* **REQUIRED WORK**
Whenever a line of the records below contains the word "black", copy that line.

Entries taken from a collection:
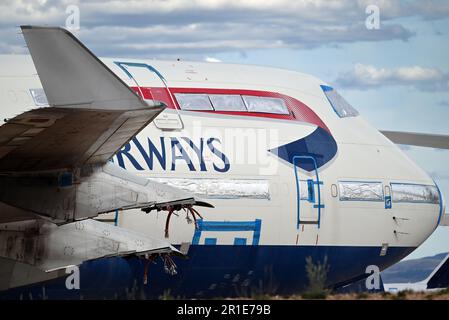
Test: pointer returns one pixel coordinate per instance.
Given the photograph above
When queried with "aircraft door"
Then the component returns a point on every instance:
(152, 85)
(308, 192)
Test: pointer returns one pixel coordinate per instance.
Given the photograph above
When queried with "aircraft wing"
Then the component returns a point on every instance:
(54, 170)
(91, 114)
(418, 139)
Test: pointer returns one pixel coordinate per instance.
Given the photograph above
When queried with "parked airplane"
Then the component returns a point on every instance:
(292, 170)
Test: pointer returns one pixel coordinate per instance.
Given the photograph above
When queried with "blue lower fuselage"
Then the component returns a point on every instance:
(215, 271)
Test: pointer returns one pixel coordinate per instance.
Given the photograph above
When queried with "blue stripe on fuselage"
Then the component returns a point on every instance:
(319, 144)
(214, 271)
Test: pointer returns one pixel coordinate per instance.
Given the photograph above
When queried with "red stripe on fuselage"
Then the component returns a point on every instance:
(298, 110)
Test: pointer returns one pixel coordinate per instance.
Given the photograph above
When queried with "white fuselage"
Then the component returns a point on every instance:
(225, 158)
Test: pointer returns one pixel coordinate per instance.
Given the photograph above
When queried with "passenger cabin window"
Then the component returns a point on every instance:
(227, 102)
(341, 107)
(193, 101)
(360, 191)
(403, 192)
(265, 105)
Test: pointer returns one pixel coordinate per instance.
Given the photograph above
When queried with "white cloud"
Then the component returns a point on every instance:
(367, 76)
(201, 27)
(211, 59)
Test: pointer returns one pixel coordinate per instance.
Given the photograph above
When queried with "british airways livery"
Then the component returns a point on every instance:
(288, 168)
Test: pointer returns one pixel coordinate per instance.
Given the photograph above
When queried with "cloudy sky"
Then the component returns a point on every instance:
(397, 76)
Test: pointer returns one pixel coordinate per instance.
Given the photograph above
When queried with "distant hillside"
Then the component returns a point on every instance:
(412, 270)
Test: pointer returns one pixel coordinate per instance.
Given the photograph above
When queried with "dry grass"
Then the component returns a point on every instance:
(403, 295)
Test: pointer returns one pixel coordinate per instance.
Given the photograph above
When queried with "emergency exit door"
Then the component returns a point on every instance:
(308, 192)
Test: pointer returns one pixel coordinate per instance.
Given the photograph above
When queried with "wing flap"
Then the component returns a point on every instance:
(67, 138)
(92, 113)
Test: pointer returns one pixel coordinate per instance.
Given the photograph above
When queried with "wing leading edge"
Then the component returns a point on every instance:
(92, 113)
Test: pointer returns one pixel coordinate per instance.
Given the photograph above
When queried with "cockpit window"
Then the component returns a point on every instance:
(193, 101)
(342, 108)
(227, 102)
(265, 104)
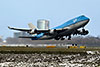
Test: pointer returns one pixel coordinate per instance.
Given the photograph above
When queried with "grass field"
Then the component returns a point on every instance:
(46, 50)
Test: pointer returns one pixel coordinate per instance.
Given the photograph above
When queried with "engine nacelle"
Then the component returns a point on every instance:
(33, 31)
(85, 32)
(52, 31)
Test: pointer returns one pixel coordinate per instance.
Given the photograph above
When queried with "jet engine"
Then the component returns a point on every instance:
(84, 32)
(52, 31)
(33, 31)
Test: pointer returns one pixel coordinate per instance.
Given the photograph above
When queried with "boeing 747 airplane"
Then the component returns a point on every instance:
(67, 29)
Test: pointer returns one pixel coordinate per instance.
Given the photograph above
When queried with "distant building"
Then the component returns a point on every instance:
(43, 24)
(17, 34)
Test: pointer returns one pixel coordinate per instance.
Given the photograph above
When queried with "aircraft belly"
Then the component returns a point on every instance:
(45, 38)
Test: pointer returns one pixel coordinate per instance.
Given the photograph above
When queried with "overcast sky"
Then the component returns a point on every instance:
(18, 13)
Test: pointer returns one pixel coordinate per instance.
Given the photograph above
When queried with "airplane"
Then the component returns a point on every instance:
(71, 27)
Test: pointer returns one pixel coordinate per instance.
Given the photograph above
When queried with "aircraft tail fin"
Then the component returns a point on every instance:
(31, 26)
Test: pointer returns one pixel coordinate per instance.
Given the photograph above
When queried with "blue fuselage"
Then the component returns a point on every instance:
(69, 27)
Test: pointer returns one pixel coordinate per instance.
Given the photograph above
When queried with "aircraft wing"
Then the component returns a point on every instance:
(27, 37)
(19, 29)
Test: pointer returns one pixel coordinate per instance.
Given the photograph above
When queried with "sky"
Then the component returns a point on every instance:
(18, 13)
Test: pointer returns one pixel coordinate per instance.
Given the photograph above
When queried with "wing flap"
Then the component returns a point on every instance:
(19, 29)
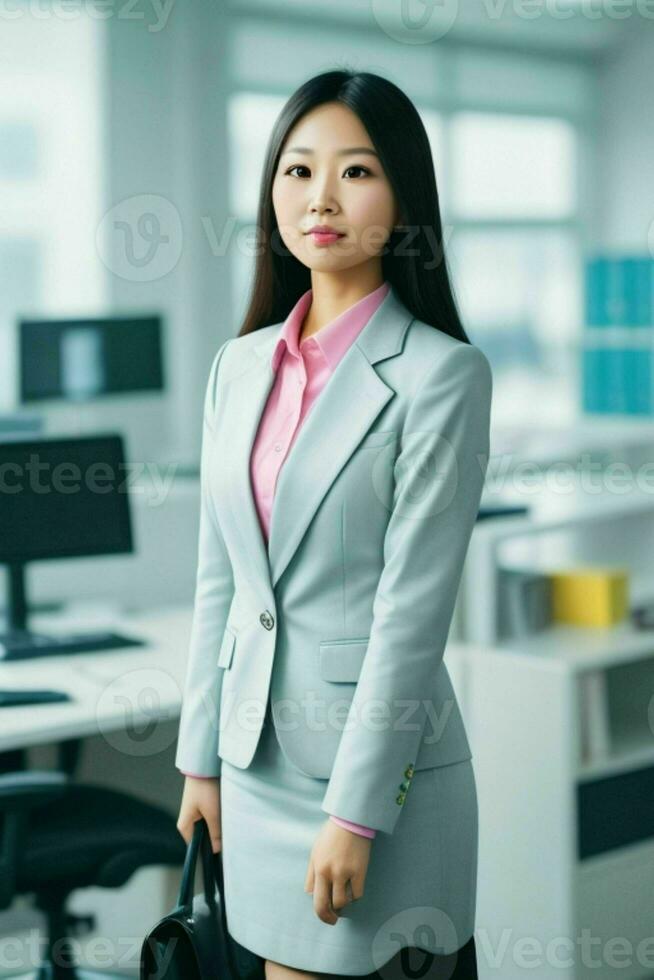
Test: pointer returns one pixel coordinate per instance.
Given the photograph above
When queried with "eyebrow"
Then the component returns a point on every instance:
(340, 153)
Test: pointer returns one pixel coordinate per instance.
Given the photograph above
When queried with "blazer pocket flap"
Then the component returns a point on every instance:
(226, 650)
(375, 439)
(341, 660)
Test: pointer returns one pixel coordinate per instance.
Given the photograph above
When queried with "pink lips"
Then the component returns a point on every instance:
(325, 237)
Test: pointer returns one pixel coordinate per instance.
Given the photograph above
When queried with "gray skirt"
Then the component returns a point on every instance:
(420, 887)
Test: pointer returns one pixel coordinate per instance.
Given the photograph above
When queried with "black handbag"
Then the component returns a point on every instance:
(192, 942)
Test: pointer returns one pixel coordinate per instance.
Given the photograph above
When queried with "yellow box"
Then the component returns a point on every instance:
(593, 596)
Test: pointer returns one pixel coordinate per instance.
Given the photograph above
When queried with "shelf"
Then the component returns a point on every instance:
(582, 648)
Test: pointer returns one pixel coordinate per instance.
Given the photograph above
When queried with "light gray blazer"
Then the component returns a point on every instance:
(344, 618)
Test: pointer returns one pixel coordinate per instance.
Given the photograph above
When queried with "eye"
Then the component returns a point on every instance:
(297, 166)
(357, 167)
(301, 166)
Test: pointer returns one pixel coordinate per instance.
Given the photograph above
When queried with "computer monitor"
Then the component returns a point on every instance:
(59, 498)
(81, 359)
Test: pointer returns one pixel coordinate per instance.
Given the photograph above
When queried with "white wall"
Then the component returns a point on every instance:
(626, 163)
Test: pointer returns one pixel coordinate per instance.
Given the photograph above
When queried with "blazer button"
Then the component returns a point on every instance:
(266, 620)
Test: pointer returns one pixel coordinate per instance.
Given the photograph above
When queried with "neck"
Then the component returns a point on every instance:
(331, 296)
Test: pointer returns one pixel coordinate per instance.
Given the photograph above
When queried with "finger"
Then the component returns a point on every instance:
(322, 900)
(309, 879)
(340, 897)
(185, 827)
(213, 823)
(357, 882)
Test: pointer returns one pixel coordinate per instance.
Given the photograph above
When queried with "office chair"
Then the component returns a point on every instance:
(57, 836)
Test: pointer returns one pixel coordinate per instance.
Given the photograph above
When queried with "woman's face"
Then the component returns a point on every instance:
(329, 174)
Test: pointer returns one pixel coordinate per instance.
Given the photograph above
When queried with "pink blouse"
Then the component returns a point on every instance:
(302, 370)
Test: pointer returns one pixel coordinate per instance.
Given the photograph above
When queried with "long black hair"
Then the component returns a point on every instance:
(413, 259)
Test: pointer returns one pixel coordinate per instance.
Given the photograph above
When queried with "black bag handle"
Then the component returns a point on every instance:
(212, 874)
(200, 842)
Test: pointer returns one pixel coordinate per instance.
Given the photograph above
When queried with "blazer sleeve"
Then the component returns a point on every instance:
(197, 743)
(439, 476)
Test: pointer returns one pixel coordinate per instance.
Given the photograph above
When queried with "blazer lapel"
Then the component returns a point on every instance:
(342, 414)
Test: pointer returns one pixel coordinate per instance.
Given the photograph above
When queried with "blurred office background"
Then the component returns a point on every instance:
(131, 144)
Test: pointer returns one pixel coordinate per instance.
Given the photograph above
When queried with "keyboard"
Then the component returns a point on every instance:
(24, 645)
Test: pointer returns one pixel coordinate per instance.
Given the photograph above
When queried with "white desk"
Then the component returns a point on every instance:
(134, 684)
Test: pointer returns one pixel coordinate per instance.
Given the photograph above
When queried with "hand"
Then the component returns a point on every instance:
(201, 798)
(337, 870)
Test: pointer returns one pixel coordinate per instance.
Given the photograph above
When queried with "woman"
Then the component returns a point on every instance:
(345, 444)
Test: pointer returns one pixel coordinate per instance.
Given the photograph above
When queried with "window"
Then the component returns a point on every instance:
(50, 177)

* **WRITTEN SOLUTION**
When queried with "black handbag"
When queried with "long black hair"
When queried with "black bag handle"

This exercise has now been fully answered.